◆ **Instructions to follow**: Starting at the line containing "Each returned point MUST lie on the matching bicycle and" and stopping after the line containing "[[748, 602], [946, 588]]", rewrite only those entries with the requests kept unchanged, and shift every coordinate value in the answers by -126.

◆ **Data lines**:
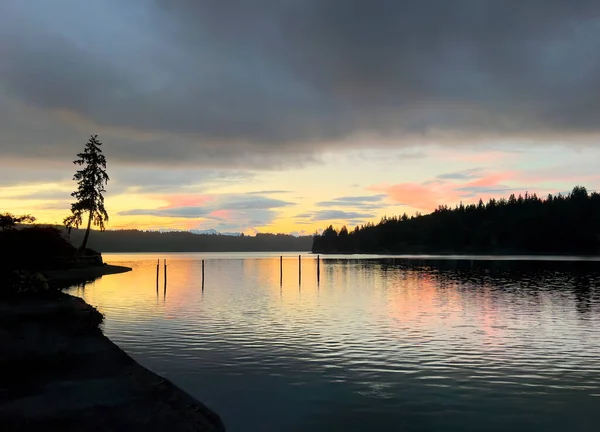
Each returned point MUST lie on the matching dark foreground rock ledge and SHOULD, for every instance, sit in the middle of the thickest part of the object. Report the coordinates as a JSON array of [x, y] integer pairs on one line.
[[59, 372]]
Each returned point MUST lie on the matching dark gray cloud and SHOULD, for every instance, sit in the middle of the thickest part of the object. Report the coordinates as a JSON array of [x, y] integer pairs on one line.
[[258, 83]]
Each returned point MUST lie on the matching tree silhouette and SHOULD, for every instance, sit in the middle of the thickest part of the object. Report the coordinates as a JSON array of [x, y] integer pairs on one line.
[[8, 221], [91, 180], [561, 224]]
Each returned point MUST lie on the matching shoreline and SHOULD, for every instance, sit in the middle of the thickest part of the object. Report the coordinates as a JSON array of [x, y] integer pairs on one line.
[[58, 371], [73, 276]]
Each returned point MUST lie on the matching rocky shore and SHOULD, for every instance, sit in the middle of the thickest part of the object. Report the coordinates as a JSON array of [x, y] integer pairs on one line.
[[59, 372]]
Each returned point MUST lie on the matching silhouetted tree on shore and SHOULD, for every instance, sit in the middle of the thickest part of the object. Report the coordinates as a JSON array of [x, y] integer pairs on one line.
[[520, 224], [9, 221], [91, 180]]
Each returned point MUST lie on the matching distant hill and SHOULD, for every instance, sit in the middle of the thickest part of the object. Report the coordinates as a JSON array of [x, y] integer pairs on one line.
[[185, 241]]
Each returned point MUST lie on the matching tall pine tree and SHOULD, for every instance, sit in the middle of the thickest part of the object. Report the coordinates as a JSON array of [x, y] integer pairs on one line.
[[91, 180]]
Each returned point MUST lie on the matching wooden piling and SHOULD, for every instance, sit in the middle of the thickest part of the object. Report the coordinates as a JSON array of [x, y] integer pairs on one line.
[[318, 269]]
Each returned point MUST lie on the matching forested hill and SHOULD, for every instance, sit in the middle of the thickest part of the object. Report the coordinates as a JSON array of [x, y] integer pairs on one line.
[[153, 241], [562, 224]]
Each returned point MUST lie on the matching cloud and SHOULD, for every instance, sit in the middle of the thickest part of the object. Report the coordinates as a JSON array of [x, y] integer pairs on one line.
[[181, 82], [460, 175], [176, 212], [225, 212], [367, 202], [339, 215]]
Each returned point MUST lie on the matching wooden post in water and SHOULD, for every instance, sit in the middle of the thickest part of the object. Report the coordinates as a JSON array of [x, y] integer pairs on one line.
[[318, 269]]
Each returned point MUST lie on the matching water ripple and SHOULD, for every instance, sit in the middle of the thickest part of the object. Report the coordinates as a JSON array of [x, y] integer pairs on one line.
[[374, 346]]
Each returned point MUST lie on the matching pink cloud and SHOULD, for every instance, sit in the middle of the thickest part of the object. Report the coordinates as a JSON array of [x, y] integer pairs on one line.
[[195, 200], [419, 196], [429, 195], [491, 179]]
* * *
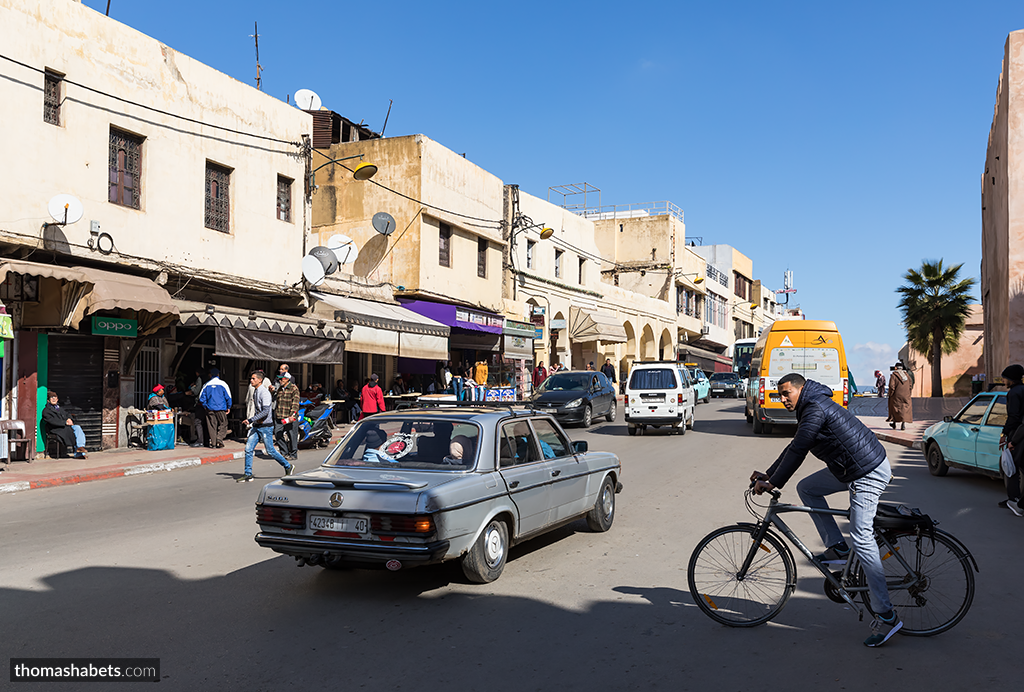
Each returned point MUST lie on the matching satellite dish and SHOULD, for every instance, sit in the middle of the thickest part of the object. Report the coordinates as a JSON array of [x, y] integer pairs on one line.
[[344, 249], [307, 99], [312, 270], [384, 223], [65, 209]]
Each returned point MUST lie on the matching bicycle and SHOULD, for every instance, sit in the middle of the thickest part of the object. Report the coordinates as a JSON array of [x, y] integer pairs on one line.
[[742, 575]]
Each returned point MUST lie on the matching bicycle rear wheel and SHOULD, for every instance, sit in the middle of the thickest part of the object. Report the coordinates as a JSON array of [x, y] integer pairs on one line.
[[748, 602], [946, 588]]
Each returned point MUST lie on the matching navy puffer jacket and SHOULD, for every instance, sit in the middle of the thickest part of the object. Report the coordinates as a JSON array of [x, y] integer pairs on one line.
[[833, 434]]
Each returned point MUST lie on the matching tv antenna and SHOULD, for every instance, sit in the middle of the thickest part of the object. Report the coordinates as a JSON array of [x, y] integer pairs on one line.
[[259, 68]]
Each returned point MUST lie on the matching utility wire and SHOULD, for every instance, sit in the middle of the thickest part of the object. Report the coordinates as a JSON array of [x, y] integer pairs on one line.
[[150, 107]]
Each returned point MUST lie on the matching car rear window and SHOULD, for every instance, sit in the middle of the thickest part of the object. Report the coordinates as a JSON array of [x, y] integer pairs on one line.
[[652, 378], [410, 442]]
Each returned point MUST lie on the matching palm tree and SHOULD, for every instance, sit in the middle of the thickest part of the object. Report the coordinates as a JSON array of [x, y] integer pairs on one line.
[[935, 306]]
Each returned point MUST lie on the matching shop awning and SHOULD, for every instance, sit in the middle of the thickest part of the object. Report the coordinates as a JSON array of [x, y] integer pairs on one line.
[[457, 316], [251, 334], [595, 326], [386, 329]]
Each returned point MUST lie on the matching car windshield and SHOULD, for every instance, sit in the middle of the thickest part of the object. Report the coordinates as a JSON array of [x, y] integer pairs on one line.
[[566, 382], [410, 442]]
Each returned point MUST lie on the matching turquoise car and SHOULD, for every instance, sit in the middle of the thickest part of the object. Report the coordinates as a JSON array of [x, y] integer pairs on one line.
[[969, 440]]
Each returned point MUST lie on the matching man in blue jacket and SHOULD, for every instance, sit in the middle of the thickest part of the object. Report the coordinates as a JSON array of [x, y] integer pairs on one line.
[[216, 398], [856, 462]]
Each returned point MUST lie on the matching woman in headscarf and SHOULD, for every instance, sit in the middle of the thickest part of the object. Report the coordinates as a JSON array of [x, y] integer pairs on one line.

◆ **Written answer**:
Each returned point MUST lie on the matching bicycle and SHOULD, for every instance, sit in the middle of the thickest part of the object. Report the coordinates as a JSON array of [x, y] integer pairs on one line.
[[616, 449]]
Each returned point MUST lie on the matching bicycle rear wheel and SHOULD, for every instance, sit in the middle of the thickest part of the object. Report the coordinates as a JSON array of [x, y] integer pairs on one line.
[[622, 476], [820, 462]]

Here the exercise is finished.